The problem ▸ Locate the line that contains "Target: gym floor". Print it and every subsequent line through the final line of the records, exactly and only those.

═══ Supplied data ═══

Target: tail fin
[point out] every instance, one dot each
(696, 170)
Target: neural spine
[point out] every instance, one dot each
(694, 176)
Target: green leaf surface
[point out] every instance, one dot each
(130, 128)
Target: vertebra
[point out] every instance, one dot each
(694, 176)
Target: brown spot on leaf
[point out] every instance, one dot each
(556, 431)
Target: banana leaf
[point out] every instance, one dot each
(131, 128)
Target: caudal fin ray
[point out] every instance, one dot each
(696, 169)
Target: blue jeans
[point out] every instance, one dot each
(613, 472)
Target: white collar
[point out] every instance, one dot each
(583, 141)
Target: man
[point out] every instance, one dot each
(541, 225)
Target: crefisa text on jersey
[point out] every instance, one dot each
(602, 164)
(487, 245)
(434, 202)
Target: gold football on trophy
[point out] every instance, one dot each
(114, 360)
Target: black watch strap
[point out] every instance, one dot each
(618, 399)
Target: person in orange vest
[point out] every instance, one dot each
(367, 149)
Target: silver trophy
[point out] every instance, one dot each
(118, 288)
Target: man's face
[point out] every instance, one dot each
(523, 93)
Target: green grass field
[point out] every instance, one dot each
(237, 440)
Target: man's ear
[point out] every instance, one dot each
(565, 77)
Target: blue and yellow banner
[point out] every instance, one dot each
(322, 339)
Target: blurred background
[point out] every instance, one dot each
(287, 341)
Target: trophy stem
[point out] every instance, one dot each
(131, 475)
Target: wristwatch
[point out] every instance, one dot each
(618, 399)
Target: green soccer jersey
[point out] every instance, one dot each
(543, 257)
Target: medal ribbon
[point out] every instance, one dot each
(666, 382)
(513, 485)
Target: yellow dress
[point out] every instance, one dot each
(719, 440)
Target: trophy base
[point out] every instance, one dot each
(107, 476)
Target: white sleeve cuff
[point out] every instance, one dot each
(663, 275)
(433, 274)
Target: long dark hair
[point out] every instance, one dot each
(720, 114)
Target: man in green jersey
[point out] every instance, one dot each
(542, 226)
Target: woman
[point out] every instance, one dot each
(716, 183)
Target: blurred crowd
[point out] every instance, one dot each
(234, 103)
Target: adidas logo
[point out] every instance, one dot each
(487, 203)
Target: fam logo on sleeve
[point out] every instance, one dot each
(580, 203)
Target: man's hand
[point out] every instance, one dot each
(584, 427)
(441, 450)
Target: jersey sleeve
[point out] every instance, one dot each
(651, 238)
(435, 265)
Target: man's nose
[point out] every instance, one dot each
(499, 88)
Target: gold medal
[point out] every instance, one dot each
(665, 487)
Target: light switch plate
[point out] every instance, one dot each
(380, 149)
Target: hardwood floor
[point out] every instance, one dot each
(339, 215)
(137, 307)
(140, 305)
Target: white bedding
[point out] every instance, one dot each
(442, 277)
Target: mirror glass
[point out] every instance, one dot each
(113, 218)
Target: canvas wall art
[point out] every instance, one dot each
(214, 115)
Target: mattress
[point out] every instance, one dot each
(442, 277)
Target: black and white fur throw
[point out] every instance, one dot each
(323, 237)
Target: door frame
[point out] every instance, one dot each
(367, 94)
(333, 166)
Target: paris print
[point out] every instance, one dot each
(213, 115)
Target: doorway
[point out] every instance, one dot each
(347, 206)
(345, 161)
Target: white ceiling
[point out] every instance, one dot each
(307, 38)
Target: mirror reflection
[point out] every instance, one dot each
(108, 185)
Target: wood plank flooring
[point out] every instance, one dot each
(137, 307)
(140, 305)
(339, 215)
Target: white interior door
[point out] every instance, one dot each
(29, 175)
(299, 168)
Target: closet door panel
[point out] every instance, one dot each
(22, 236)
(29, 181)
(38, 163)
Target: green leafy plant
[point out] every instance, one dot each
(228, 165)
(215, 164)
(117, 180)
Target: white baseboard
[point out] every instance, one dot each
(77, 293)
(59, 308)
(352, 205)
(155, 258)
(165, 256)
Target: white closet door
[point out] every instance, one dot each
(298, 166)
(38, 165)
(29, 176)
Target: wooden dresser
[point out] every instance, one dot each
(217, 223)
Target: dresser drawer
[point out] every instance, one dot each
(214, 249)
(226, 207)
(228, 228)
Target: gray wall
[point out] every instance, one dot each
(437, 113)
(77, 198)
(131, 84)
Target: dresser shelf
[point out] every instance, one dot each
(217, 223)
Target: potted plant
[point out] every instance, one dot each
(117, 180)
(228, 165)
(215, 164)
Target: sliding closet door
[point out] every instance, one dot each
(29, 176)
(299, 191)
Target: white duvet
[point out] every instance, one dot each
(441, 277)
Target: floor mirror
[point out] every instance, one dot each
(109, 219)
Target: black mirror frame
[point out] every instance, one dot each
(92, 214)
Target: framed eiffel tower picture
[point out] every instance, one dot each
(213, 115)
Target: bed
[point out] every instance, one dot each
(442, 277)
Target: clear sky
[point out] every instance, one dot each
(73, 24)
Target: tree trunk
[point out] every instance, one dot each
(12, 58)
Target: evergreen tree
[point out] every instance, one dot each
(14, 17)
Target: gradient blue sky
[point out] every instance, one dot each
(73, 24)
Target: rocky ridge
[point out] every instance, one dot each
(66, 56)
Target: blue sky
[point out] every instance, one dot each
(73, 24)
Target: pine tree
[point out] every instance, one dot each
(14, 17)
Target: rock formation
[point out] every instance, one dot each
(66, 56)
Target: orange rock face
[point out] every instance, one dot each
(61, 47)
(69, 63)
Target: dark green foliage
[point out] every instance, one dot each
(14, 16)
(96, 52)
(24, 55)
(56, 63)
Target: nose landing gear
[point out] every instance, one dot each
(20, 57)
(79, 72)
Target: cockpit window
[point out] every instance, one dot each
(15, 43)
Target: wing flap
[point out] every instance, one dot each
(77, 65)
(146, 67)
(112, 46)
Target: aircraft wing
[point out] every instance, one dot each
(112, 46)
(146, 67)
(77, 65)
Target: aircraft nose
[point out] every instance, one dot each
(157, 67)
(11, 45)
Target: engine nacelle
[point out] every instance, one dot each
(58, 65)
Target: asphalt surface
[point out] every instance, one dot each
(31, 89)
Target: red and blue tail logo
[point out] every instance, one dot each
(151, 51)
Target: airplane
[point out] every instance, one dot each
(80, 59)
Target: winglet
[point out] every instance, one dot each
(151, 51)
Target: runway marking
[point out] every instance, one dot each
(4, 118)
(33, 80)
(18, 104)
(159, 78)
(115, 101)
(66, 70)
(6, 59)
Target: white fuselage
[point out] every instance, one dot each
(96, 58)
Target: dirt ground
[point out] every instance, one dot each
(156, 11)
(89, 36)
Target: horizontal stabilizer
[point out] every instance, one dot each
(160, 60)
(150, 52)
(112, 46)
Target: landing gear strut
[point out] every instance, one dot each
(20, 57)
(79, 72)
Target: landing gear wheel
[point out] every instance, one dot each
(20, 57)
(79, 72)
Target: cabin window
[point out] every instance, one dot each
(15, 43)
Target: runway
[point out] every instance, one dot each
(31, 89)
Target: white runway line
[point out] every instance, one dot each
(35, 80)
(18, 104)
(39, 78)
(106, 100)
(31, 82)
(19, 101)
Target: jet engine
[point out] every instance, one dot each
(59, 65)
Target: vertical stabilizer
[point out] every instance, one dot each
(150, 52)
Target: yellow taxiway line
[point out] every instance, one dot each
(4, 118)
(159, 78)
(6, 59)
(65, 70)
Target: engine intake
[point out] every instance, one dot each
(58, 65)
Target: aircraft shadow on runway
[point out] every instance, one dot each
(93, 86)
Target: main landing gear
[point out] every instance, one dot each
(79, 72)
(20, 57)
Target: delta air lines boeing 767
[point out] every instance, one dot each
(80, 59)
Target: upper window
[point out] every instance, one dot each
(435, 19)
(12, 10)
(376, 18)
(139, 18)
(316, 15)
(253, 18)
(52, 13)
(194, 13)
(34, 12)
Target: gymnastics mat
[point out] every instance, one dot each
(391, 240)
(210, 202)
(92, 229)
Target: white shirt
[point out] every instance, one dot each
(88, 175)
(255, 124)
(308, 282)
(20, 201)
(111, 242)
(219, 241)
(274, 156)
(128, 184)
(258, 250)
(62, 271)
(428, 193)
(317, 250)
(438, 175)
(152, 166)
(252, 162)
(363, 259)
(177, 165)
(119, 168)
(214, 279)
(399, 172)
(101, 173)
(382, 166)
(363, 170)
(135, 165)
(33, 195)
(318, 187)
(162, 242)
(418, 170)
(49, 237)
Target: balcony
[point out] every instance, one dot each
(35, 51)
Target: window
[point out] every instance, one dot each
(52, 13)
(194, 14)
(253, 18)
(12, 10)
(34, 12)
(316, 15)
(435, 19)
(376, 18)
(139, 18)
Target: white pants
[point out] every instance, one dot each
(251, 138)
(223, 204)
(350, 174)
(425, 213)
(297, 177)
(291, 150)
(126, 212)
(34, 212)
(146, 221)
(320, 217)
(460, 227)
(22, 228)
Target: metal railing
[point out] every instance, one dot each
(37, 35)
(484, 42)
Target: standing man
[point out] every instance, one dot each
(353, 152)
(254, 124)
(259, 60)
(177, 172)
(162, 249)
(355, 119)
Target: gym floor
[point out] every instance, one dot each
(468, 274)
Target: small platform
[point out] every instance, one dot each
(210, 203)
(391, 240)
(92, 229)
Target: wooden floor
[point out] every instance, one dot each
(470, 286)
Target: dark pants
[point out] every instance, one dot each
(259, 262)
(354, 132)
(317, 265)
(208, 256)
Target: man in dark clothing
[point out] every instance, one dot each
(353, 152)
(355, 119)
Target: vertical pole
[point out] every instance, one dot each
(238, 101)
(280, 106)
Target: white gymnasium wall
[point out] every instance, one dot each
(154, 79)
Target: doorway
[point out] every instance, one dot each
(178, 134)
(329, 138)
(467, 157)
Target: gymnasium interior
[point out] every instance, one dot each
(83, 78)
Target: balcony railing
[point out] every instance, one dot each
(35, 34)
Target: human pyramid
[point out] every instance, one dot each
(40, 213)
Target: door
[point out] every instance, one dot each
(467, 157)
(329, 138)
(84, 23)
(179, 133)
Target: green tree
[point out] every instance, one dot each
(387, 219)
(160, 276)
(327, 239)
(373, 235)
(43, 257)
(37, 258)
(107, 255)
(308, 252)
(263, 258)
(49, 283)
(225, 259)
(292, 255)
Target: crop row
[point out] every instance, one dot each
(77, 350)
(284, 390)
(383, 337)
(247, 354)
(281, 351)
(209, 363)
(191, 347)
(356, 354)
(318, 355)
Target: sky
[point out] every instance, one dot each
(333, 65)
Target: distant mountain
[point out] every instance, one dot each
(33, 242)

═══

Solution to the exercise ▸
Target: gym floor
[point out] every instance, one dot each
(468, 274)
Target: small platform
[point out] every instance, one dot each
(210, 203)
(391, 240)
(92, 229)
Target: wooden floor
[point out] every instance, one dot each
(470, 286)
Target: dark pants
[point out] every instance, one dot each
(259, 262)
(354, 132)
(317, 265)
(208, 256)
Target: man in dark clothing
[point out] every instance, one dot each
(353, 152)
(355, 119)
Target: vertical pole
[point out] every instance, one dot each
(238, 101)
(280, 106)
Target: white gymnasium wall
[point out] every instance, one dot each
(154, 79)
Target: doorway
[point out] every instance, one dot each
(178, 134)
(329, 138)
(467, 157)
Target: gymnasium interior
[point out] every instance, one dot each
(83, 78)
Target: balcony railing
[point out] every instance, one dot each
(35, 34)
Target: human pyramid
[point out] every instance, one dot each
(40, 213)
Target: door
[point out] every instance, one dot each
(467, 157)
(329, 138)
(84, 23)
(179, 133)
Target: green tree
[point out] every instance, one dot each
(387, 219)
(160, 276)
(327, 239)
(373, 235)
(43, 257)
(37, 258)
(107, 255)
(308, 252)
(263, 258)
(49, 283)
(225, 259)
(292, 255)
Target: crop row
[point out] every instance, one dot each
(77, 350)
(284, 390)
(383, 337)
(247, 354)
(281, 351)
(209, 363)
(191, 347)
(356, 354)
(318, 355)
Target: sky
[point out] every instance, one dot each
(333, 65)
Target: distant mountain
[point out] every instance, one dot each
(33, 242)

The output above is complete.